§ Required action A: According to the Aston Martin article, where will the company's battery sports car be made?
§ Required action B: Retype the Aston Martin article between "Aston Martin plans" and "mitigate job losses.", inclusive.
§ Required action C: Write what comes next in the Aston Martin article, picking up after its final sentence.

§ Excerpt to read:
========================================================================

Earlier this week the luxury marque announced it will build all its electric cars in the UK from 2025. Aston Martin told the Financial Times its electric SUV models will be manufactured at the St Athan factory while its battery sports car will be made at its headquarters in Gaydon, Warwickshire. This is instead of the vehicles being built at German plants owned by its partner, Mercedes-Benz, which owns a fifth of the firm.

Aston Martin plans to launch hybrid versions of its cars from this year followed by battery-only models from 2025.

Initially Aston Martin was to make its first SUV, the DBX, at St Athan but is then intending to add the manufacturing of the Rapide E and Lagonda brands to its output at the Vale of Glamorgan site.

At the time of the factory opening it was hoped that it would create 1,000 jobs directly and many more thousands downstream.

In response to the news Vale of Glamorgan MP Alun Cairns described the cuts as "naturally concerning" but said meetings to discuss the plans were under way.

Aston Martin DBX

Mr Cairns said: "The potential loss of any job is naturally concerning and will have a major impact on the families concerned if the proposals go ahead. I am continuing to engage on what can be done to mitigate job losses.

“I have been in touch with Aston Martin regularly over the last year to support them and their employees through the Covid challenges – both operationally and economically.

“Over the last few weeks alone I have had a meetings with the chief executive and chief operating officer to discuss their plans.

“We agreed that the excellent skill levels and facilities in St Athan have great potential and provide a great opportunity for Aston Martin’s future plans. I have been reassured over their long-term commitment to the site and workforce.

“I hope that Aston Martin’s restructuring can lead to new opportunities locally but this will offer little comfort to those who are at risk of losing their jobs whilst the company reorganises and adjusts its vehicles to meet changing demands.

“They agreed to look closely at the consultation responses to do all possible to reduce plans for redundancy.”

Plaid Cymru Leader, Adam Price MS said: "This is dreadful news for the workers at the St Athan plant, and my thoughts are with them. They will be needing support in the coming weeks and months, particularly as we’re still in a pandemic.

========================================================================

§ Records supplied:

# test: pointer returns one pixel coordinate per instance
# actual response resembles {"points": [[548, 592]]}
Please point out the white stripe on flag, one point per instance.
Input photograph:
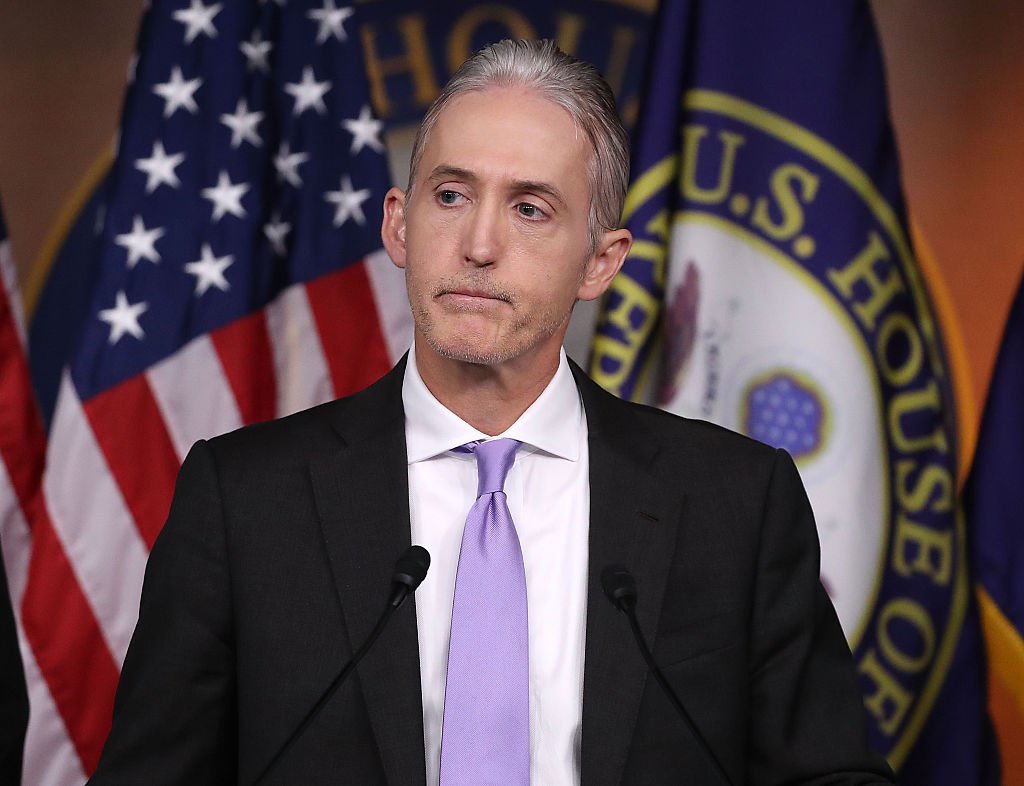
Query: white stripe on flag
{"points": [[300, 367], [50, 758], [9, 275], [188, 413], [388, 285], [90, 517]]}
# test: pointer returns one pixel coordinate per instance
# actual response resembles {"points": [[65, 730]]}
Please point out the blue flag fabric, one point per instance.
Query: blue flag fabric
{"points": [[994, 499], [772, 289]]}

========================================================================

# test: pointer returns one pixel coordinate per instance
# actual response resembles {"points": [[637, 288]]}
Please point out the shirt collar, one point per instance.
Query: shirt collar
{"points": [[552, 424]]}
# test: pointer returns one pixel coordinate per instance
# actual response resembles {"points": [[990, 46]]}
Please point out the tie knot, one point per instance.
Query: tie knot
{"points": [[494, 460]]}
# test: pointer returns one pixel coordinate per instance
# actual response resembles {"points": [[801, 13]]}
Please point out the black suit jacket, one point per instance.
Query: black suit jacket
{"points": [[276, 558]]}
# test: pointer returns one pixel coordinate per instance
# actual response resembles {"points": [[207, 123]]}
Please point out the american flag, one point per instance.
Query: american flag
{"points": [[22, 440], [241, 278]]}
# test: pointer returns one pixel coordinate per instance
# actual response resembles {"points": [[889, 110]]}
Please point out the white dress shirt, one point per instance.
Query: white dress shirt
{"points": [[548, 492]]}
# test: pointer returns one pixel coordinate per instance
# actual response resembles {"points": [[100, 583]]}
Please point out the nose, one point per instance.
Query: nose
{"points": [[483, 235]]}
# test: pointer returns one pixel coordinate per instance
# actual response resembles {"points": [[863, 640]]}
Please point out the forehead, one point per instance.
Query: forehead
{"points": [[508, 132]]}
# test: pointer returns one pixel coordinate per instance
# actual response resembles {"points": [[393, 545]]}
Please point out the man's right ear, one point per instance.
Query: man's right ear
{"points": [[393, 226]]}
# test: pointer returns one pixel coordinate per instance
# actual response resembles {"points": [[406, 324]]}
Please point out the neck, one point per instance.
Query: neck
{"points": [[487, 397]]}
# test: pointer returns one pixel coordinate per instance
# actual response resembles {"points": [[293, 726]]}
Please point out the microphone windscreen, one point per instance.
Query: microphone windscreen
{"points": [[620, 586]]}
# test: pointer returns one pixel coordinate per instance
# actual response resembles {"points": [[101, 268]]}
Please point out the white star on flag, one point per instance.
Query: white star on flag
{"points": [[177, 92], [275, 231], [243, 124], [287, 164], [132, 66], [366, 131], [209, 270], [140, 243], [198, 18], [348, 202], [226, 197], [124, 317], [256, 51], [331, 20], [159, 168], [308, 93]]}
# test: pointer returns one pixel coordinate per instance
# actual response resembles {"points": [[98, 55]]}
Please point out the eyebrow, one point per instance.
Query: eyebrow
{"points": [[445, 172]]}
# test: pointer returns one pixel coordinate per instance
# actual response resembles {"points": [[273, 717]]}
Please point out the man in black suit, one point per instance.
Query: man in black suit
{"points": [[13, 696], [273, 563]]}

========================================================================

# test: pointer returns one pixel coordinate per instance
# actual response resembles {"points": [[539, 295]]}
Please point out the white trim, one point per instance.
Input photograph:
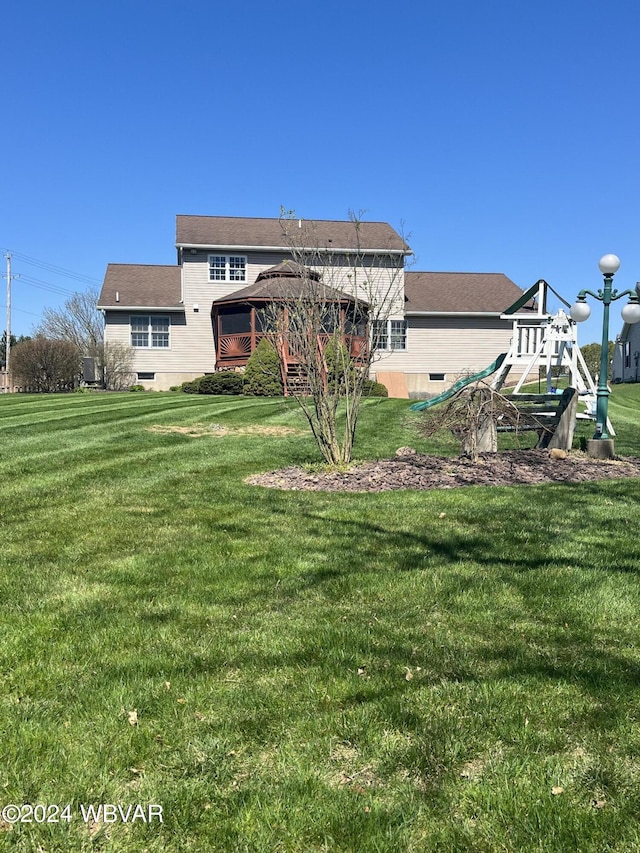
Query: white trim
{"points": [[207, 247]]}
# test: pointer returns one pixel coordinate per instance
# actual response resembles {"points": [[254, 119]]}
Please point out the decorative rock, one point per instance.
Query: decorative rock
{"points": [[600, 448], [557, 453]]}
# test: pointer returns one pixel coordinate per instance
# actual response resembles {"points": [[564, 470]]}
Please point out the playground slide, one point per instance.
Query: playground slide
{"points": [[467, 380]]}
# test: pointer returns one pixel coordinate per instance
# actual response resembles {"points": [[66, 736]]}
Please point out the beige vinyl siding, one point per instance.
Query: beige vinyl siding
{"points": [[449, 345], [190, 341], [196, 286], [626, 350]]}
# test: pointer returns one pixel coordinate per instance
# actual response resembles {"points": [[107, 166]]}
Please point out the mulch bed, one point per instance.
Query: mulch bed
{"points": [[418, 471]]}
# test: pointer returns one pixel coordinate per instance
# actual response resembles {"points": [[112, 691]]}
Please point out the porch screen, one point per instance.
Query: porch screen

========================================================================

§ Response area A: At its headquarters in Gaydon, Warwickshire.

§ Response area B:
Aston Martin plans to launch hybrid versions of its cars from this year followed by battery-only models from 2025.

Initially Aston Martin was to make its first SUV, the DBX, at St Athan but is then intending to add the manufacturing of the Rapide E and Lagonda brands to its output at the Vale of Glamorgan site.

At the time of the factory opening it was hoped that it would create 1,000 jobs directly and many more thousands downstream.

In response to the news Vale of Glamorgan MP Alun Cairns described the cuts as "naturally concerning" but said meetings to discuss the plans were under way.

Aston Martin DBX

Mr Cairns said: "The potential loss of any job is naturally concerning and will have a major impact on the families concerned if the proposals go ahead. I am continuing to engage on what can be done to mitigate job losses.

§ Response area C:
"It’s nothing short of a scandal that millions of pounds of taxpayers money has been thrown at Aston Martin by the Labour Welsh Government and the plant in St Athan only for it to be thrown back in their faces by cutting almost 200 jobs."

In 2016 Aston Martin looked at more than 20 possible sites for its new factory from as far afield as Alabama to eastern Europe before selecting the 90-acre St Athan site, which included three former MOD ‘super-hangars’.

It was the super-hangars that gave the south Wales site the edge over its rivals as the company said it effectively gave Aston Martin an 18-month head start.

The Welsh Government gave a number of grants to the car-maker but the company has previously said that the financial incentives were not the reason the company chose Wales.

The UK plans to ban sales of new petrol and diesel cars from 2030, with hybrids prohibited from 2035.

Executive chairman Lawrence Stroll, the Canadian billionaire who led a bailout of the company last year, previously claimed Aston Martin is "way ahead of our rivals, and all because of our partnership with Mercedes".

However Aston Martin has been badly hit by the coronavirus pandemic.

A total of 4,150 cars were sold in 2020 – a third fewer than a year earlier, although bosses had already said they wanted to sell a smaller number of vehicles in the hope of regaining greater exclusivity for the brand.

Losses before tax in 2020 rose to £466m compared with a £120m loss a year earlier.